(Supplied records begins)

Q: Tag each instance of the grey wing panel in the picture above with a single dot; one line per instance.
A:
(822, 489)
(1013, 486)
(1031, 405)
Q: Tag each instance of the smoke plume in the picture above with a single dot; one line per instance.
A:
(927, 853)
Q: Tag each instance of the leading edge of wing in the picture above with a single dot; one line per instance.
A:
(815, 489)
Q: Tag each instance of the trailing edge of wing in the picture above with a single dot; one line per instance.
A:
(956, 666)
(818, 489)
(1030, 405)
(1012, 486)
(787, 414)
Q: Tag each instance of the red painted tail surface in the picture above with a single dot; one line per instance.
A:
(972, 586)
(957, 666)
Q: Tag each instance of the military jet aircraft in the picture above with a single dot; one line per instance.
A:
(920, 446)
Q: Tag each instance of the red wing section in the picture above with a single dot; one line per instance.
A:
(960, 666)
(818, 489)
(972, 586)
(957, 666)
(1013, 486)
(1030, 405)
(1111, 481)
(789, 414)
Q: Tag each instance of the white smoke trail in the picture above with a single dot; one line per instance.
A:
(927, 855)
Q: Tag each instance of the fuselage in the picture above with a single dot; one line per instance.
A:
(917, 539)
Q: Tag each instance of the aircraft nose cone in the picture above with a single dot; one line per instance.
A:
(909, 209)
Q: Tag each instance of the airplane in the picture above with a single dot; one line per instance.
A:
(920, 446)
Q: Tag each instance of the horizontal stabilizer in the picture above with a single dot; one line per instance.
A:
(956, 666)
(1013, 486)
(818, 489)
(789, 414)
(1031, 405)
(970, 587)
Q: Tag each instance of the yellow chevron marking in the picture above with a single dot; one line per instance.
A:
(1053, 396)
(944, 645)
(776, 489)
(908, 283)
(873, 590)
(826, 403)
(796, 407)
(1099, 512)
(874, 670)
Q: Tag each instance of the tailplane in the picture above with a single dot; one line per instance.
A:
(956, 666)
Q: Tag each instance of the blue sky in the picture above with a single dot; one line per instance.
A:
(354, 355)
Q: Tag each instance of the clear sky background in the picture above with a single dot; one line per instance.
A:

(Supplied records ends)

**Brief:** From the top of the listing above, restate each line word for word up to and including the line with "Q: Tag each instance of the horizontal"; add nothing else.

**Output of the task:**
Q: Tag each instance of the grey wing panel in the picture above with a single dot; one line per instance.
A:
(822, 489)
(1013, 486)
(1031, 405)
Q: Tag each instance of the smoke plume in the picture above with a single dot; one line per instance.
A:
(927, 853)
Q: Tag each instance of the leading edge of wing in the picture above with a single dot; one line per instance.
A:
(815, 489)
Q: Tag each instance of the trailing edge of wing in the picture above with a single dot; one line per instance.
A:
(956, 666)
(818, 489)
(1030, 405)
(1012, 486)
(787, 414)
Q: Tag each instance of the red painted tail surface in the picture above with a single dot; one line per instance.
A:
(972, 586)
(957, 666)
Q: Tag each instance of the military jet aircraft in the picture above with a single dot; one line per instance.
A:
(920, 446)
Q: Tag each instance of the red wing section in the picture above with a single dot; one line per instance.
A:
(960, 666)
(818, 489)
(972, 586)
(957, 666)
(1013, 486)
(1030, 405)
(1111, 481)
(789, 414)
Q: Tag each instance of the white smoke trail in the picture above with a single dot; one line per instance.
A:
(927, 855)
Q: Tag each instance of the fuselage in the picture above with a single dot; one line per instance.
A:
(917, 539)
Q: Tag each instance of the aircraft nose cone in the picture above with a single dot; one line per instance.
A:
(909, 209)
Q: Tag each instance of the airplane in the picture above with a single dot; one line per instance.
A:
(920, 446)
Q: Tag each instance of the horizontal stabilizer in the picture above with a single dot; one line per instance.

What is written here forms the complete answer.